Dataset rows
|---|
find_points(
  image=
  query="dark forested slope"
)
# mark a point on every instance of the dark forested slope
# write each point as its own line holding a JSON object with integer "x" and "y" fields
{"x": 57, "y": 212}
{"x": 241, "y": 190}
|---|
= TASK GOAL =
Reproduce the material above with every "slope" swapped for "hillside". Keep everything else the same.

= TASK ANSWER =
find_points(
  image=
  query="dark forested hillside"
)
# mark a point on every instance of the dark forested hillside
# write each point as its own line holding a JSON object with integer "x" and "y" fields
{"x": 57, "y": 212}
{"x": 241, "y": 190}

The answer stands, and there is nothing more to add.